**DATASET ENTRIES**
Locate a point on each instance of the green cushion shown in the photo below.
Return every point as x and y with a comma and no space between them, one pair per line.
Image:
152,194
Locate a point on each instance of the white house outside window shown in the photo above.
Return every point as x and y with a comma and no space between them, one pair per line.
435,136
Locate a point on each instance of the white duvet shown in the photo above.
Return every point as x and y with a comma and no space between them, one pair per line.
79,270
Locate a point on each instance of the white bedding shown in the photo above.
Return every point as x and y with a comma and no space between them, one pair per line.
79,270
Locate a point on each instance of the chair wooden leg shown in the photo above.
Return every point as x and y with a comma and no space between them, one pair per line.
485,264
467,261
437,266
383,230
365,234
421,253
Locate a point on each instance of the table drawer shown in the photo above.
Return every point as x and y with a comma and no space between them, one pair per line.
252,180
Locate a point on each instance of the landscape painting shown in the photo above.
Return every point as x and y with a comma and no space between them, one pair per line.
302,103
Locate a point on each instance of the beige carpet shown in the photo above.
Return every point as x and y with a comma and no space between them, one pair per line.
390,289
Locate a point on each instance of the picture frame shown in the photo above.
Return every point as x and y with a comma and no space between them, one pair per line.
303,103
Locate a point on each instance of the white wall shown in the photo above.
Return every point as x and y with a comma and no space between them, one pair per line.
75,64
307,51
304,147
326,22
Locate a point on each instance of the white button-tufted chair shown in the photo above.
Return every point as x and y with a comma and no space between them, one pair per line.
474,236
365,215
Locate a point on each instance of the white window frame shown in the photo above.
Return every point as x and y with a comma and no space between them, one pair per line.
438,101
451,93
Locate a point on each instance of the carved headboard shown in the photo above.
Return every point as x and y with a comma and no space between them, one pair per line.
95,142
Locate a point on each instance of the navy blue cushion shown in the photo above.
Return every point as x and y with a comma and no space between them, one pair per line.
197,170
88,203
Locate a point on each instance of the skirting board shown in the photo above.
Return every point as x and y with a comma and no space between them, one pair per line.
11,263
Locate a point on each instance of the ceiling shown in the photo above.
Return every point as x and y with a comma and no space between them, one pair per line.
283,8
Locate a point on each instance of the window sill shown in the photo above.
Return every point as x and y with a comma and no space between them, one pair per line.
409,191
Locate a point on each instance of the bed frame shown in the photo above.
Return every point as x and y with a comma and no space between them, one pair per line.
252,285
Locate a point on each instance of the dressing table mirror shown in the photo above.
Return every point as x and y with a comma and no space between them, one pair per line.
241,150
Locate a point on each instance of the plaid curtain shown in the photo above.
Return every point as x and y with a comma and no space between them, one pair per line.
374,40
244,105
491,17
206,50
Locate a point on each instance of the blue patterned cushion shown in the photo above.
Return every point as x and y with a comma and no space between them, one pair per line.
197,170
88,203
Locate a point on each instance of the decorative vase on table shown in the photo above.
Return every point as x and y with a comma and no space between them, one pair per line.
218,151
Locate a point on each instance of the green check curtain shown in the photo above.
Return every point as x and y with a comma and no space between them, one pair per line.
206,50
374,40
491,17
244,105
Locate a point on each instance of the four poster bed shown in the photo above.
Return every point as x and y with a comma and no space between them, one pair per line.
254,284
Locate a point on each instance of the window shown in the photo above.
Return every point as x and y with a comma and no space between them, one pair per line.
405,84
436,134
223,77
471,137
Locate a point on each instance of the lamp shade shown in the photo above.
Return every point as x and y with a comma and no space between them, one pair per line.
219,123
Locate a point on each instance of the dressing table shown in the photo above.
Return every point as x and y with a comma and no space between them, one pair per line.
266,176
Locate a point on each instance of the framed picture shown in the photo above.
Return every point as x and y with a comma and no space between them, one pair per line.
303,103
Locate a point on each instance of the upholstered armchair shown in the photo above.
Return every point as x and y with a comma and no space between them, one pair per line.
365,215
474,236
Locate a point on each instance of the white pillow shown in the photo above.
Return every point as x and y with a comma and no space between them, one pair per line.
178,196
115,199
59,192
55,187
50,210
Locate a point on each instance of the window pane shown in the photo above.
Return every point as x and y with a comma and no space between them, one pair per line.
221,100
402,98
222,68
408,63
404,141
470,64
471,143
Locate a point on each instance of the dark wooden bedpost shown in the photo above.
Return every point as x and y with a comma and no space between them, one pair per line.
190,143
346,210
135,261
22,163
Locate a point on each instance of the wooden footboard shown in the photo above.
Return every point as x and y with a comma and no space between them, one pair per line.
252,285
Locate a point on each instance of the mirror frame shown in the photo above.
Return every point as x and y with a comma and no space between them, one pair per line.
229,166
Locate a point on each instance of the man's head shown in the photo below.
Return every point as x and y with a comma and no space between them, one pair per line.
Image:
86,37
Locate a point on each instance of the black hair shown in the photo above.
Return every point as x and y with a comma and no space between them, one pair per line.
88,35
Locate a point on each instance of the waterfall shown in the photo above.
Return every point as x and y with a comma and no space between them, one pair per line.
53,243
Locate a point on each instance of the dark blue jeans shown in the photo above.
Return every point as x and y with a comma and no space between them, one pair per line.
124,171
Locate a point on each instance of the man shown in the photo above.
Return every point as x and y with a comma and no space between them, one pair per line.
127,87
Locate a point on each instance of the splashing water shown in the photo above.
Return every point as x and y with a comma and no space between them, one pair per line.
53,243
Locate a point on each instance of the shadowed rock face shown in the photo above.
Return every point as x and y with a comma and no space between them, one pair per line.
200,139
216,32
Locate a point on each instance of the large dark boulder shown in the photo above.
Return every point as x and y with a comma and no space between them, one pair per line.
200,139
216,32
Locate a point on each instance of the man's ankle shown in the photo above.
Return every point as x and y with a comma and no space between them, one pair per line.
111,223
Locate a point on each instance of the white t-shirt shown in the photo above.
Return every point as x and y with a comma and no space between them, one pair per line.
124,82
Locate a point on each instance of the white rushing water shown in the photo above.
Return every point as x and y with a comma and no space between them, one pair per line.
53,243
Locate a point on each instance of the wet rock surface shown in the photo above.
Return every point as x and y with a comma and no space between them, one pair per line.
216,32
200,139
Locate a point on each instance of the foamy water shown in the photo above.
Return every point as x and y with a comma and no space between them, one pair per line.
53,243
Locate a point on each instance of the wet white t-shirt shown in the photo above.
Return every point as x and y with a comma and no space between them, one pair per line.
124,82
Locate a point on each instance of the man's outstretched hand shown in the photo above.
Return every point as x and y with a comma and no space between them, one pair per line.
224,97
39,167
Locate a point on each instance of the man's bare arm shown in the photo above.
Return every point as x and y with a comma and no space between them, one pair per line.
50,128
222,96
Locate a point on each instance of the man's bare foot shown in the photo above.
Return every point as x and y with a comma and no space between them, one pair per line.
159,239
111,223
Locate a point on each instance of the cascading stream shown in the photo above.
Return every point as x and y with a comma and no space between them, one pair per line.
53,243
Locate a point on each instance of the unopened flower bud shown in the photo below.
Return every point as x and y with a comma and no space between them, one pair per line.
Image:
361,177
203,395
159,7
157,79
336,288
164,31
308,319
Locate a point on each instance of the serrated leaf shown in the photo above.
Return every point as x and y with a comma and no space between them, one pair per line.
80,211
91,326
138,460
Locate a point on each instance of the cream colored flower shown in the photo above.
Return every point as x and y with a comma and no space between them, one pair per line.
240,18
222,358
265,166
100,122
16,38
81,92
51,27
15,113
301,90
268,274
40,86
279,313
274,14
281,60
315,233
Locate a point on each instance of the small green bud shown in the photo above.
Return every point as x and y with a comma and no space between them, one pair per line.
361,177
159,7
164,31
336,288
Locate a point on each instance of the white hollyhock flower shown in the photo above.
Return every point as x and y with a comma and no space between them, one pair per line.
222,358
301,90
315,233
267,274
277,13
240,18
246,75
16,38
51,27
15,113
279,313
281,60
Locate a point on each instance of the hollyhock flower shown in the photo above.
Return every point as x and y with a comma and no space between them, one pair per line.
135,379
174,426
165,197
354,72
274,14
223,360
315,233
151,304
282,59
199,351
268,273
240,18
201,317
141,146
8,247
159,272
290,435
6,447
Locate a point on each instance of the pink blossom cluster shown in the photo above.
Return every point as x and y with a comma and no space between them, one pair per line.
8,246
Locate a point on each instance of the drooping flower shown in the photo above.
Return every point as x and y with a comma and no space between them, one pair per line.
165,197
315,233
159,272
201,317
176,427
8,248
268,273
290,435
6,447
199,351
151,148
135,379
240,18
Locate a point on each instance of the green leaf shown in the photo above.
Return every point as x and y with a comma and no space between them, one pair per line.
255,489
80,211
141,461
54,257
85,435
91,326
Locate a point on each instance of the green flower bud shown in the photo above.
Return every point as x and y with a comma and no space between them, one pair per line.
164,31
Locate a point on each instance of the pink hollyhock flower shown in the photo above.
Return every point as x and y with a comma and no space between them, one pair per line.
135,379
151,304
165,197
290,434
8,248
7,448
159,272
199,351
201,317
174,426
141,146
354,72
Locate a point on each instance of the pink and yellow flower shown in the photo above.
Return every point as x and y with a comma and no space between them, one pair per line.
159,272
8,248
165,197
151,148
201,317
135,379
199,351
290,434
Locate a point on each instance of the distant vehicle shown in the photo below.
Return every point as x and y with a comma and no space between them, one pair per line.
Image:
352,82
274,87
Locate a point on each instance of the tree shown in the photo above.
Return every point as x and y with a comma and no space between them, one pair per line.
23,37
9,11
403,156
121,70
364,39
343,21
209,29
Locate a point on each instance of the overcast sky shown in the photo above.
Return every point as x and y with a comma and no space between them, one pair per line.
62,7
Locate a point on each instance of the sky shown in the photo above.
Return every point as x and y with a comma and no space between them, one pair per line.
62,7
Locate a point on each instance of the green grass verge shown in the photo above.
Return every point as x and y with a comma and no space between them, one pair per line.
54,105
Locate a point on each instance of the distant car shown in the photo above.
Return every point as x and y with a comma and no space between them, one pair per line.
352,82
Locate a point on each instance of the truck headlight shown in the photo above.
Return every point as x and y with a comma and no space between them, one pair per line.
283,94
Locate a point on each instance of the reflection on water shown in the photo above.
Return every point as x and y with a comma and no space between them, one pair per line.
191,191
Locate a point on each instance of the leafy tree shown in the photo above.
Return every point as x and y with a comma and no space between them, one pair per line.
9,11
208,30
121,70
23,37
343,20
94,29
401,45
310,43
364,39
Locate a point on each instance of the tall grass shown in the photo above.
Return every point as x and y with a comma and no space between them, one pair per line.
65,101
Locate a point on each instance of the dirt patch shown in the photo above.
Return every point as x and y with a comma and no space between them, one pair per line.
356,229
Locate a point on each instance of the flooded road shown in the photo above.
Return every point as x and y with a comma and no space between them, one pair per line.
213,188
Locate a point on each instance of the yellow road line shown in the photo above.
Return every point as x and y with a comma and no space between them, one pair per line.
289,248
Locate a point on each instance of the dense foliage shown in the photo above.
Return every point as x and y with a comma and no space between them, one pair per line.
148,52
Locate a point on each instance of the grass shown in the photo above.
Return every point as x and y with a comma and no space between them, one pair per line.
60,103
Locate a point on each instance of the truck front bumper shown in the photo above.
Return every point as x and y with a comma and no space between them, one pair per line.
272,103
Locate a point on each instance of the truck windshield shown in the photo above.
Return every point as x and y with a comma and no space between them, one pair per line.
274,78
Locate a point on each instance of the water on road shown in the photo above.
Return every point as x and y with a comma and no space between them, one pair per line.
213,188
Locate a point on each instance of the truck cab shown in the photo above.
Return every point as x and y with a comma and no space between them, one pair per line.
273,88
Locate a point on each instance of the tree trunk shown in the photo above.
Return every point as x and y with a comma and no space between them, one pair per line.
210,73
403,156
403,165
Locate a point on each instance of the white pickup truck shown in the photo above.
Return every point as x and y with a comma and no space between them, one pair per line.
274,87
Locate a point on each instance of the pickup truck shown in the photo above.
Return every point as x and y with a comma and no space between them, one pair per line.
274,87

**WHAT YOU ARE ASKED TO DO**
The task calls for all lines in the entries that hold "hollyhock".

**SOLUTION TO THE PROBLEM**
Locate a point on each instance of the white hollyhock flower shown in the photo above.
Locate a point on each instance of the hollyhock flower shown in the photo above.
Locate a point on each instance of the pink hollyhock flower shown in the photo above.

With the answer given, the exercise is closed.